**Extracted records**
..........

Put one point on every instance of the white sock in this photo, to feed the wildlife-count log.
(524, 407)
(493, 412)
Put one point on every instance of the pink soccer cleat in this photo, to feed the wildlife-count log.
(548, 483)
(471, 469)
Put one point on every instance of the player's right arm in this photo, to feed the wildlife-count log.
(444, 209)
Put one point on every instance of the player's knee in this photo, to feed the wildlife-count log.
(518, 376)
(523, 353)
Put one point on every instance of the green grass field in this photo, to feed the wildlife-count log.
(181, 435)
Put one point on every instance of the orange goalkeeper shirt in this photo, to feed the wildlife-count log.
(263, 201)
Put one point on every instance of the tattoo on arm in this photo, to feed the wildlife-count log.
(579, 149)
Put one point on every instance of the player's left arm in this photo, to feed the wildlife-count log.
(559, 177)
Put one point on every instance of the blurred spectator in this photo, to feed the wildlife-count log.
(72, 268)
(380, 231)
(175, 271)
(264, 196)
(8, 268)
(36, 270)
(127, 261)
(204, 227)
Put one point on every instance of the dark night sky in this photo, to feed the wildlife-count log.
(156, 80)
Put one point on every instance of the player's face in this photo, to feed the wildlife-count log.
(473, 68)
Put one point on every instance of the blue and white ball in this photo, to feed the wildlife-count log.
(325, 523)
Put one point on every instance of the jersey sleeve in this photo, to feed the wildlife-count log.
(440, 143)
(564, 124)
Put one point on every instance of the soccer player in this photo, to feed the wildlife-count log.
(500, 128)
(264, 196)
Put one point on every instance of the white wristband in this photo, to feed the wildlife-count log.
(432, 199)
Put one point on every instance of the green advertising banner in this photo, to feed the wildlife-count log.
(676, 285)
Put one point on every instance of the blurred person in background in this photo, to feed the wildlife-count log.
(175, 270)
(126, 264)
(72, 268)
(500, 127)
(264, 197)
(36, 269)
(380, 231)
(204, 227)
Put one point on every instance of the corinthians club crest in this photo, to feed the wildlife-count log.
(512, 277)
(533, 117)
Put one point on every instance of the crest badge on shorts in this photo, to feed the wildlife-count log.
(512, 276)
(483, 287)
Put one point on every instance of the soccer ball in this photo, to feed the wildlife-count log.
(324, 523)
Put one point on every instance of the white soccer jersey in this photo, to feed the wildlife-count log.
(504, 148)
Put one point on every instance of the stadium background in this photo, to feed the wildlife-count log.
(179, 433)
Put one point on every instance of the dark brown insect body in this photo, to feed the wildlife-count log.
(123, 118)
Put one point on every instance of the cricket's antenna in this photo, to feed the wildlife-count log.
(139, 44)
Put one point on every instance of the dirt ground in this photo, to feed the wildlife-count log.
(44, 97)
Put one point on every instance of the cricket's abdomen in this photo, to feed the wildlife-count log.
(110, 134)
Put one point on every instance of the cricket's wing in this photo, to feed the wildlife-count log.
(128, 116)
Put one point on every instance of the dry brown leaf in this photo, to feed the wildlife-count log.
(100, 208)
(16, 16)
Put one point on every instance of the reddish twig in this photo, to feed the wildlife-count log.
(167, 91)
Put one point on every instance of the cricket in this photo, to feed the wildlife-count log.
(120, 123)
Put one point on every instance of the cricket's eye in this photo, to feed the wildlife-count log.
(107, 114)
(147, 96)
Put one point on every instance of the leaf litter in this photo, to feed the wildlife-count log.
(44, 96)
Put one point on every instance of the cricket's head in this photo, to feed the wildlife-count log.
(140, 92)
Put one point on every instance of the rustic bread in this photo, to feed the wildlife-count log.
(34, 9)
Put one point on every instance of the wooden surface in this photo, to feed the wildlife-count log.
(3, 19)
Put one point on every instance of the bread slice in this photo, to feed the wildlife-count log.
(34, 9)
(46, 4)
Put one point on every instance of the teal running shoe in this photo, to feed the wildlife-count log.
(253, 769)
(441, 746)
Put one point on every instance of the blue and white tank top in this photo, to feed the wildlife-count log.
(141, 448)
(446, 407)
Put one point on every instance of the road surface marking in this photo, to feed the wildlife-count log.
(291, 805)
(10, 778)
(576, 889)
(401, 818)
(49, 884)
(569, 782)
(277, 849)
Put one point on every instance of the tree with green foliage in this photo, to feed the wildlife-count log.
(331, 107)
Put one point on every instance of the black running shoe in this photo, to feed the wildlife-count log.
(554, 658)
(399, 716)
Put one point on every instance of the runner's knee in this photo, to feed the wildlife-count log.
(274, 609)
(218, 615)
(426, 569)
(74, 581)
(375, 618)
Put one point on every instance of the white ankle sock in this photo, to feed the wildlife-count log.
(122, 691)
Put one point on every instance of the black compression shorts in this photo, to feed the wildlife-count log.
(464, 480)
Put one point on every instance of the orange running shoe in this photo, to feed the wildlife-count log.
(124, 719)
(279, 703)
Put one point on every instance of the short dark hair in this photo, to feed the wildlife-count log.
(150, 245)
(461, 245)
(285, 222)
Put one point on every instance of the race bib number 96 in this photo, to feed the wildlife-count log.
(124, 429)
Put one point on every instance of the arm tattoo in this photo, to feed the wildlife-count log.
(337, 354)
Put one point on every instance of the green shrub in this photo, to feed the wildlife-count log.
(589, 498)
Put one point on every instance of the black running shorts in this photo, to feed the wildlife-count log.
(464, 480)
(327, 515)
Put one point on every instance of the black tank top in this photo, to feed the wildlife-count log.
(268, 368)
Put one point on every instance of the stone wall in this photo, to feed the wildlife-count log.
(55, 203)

..........

**Exercise directions**
Pull out each record as written and restate it exactly.

**Solution**
Put one point on every instance of the white sock in this photo, to feed the wildlife-count log.
(524, 407)
(493, 412)
Put one point on every instance of the pink soccer cleat in this photo, to feed the wildlife-count log.
(548, 483)
(471, 469)
Put one point on every instance of the player's right arm in this photo, to feed the wildlife-count log.
(444, 209)
Put one point on every instance of the player's knee in this photo, to feed the wildlife-count log.
(518, 376)
(523, 353)
Put one point on every instance of the green grass field in this photo, to feed the wildlife-count log.
(181, 435)
Put one point on every instance of the orange goalkeeper shirt in this photo, to feed the wildlife-count log.
(263, 201)
Put one point on every instance of the tattoo on arm in this photo, to feed the wildlife-count log.
(579, 149)
Put one point on every instance of the player's left arm in this photo, to feed the wildlife-count log.
(559, 177)
Put one point on every instance of the blurred spectator in this photo, to feed the wildlife-count log.
(72, 268)
(380, 231)
(175, 271)
(264, 196)
(8, 268)
(36, 270)
(127, 261)
(204, 227)
Put one point on every instance of the dark night sky in this photo, to feed the wildlife-count log.
(156, 80)
Put one point on every instance of the player's face in this photo, to feed the wildlife-count log.
(473, 68)
Put one point on every instance of the blue and white ball in this photo, to feed the wildlife-count log.
(325, 523)
Put one point on every instance of the jersey sleeve in this photo, to feed the wildlife-count log.
(440, 143)
(564, 124)
Put one point on every instance of the soccer player in this photo, to feed the wildlife-count log.
(500, 128)
(264, 196)
Put one point on every instance of the white wristband in this photo, to feed the wildlife-count log.
(432, 199)
Put one point on every instance of the green advertising banner in this photo, to feed the wildlife-count log.
(676, 285)
Put one point on every instance of the blurred person in background in this photo, to feed the wildlife-count log.
(175, 270)
(126, 264)
(72, 268)
(500, 127)
(264, 197)
(36, 269)
(380, 231)
(204, 227)
Put one point on every instance of the corinthians club crest in this photo, to feed the wildlife-count log.
(512, 277)
(533, 117)
Put one point on every instance of the crest badge on shorts in this photo, to feed the wildlife-count log.
(512, 276)
(483, 287)
Put one point on every instance of the soccer ball in this photo, to feed the wildlife-count log.
(324, 523)
Put one point on every instance of the white soccer jersey in this photo, to feed the wildlife-count log.
(504, 148)
Put one point on every instance of the stadium background in this photo, to feed the wildlife-count log.
(179, 433)
Put one point on every instance of the dark brown insect body in this photo, to feed the wildlife-count log.
(123, 118)
Put one point on every instance of the cricket's antenna in this photo, to feed the wildlife-count log.
(139, 44)
Put one point on every instance of the dirt ground in this photo, to feed the wildlife-count log.
(44, 97)
Put one point on every instance of the cricket's abdomen in this photo, to feed the wildlife-count log.
(110, 134)
Put one point on every instance of the cricket's wing in this photo, to feed the wildlife-count log.
(128, 116)
Put one point on every instance of the dry brown leaf in this photo, to feed the wildlife-count log.
(100, 208)
(16, 16)
Put one point on every instance of the reddish twig in this photo, to feed the wildlife-count log.
(167, 91)
Put one point on every instance of the cricket in this photo, to feed the wildlife-count log.
(120, 123)
Put one point on every instance of the cricket's eye in this photo, to feed the wildlife-count log.
(107, 114)
(147, 96)
Put one point on every instance of the leaf litter in this photo, to feed the wildlife-count log.
(44, 96)
Put one point on every instance of the cricket's head in this photo, to feed the wildlife-count log.
(140, 92)
Put one point on every instance of the rustic bread in this photo, to feed the wildlife-count log.
(34, 9)
Put one point on every instance of the wooden surface in this photo, to feed the wildlife-count log.
(3, 19)
Put one point on every instance of the bread slice in this photo, to feed the wildlife-count log.
(34, 9)
(46, 4)
Put one point on every instance of the teal running shoe in this photo, to feed the wildlife-count log.
(253, 769)
(441, 746)
Put one point on every instance of the blue and white tank top in this photo, to feed the wildlife-count log.
(141, 448)
(446, 407)
Put one point on every instance of the road surface marking in this photo, to feed the wildlife-count log.
(291, 805)
(10, 778)
(576, 889)
(401, 818)
(49, 884)
(569, 782)
(277, 849)
Put one point on every instance of the tree with green foliage in this photo, to feed the wildlife-count log.
(331, 107)
Put one point on every instance of the black running shoe in this photo, to feed the wildlife-count log.
(554, 658)
(399, 716)
Put one point on every instance of the runner's knee in this photo, to feed the wildlife-count log.
(274, 609)
(218, 615)
(426, 569)
(74, 581)
(375, 618)
Put one point on every instance of the white ankle sock in this photo, to feed the wildlife-count log.
(122, 691)
Put one point on every instance of the black compression shorts in this photo, to feed the wildlife-count log.
(464, 480)
Put one point on every instance of the orange running shoe in this photo, to feed the wildlife-count log.
(124, 719)
(279, 703)
Put one point on every instance of the short dark hair in this photo, to feed the wildlife-count log.
(150, 245)
(461, 245)
(285, 222)
Put one point on every instance of the race bib number 96 in this photo, to feed the wildlife-count log.
(124, 429)
Put one point on every instance of the arm tattoo in this photo, to feed the wildlife-count log.
(337, 354)
Put one point on every instance of the green shrub in this photo, to feed the wildlife-count log.
(589, 498)
Put one point on every instance of the black running shorts in this photo, to feed the wildlife-count log.
(464, 480)
(327, 515)
Put one point on every instance of the black tank top in this photo, to feed the wildlife-count log.
(268, 368)
Put one point on every instance of the stone wall in this photo, to feed the wildlife-count log.
(55, 203)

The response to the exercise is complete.